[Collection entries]
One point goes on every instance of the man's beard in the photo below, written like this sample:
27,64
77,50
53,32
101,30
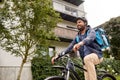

Aim of the task –
Reproduce the data verbatim and omit each image.

Solution for this problem –
One point goes on every instance of the man's beard in the photo below, written like this sample:
27,64
77,50
53,32
101,30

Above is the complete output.